Entries provided:
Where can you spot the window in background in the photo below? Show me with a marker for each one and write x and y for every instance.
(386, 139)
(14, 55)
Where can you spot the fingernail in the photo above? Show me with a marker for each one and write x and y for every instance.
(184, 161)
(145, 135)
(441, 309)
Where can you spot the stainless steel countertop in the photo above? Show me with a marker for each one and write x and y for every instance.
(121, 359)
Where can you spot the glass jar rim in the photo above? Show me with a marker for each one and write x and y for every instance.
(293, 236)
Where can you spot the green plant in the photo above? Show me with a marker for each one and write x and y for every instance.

Set problem: Return the entries in full, keeping every line exactly as it is.

Task answer:
Where can you spot the window in background in the photo below? Show me with a marker for each one and write x and y for every instance.
(386, 139)
(14, 55)
Where can you spot the fingernail in the photo above? Show me with a marker for each one and write x and y for every instance.
(184, 161)
(145, 135)
(441, 309)
Where can you spot the stainless steel countertop in the photo above? Show me with a marker for each one and write x and y for every instance.
(121, 359)
Where can you spot the glass jar rim in the photo above? Show me with a marker for each one and write x and y for every instance.
(293, 236)
Where can you spot the green plant in the photo above? Show me with a marker for each one and write x and y for every instance.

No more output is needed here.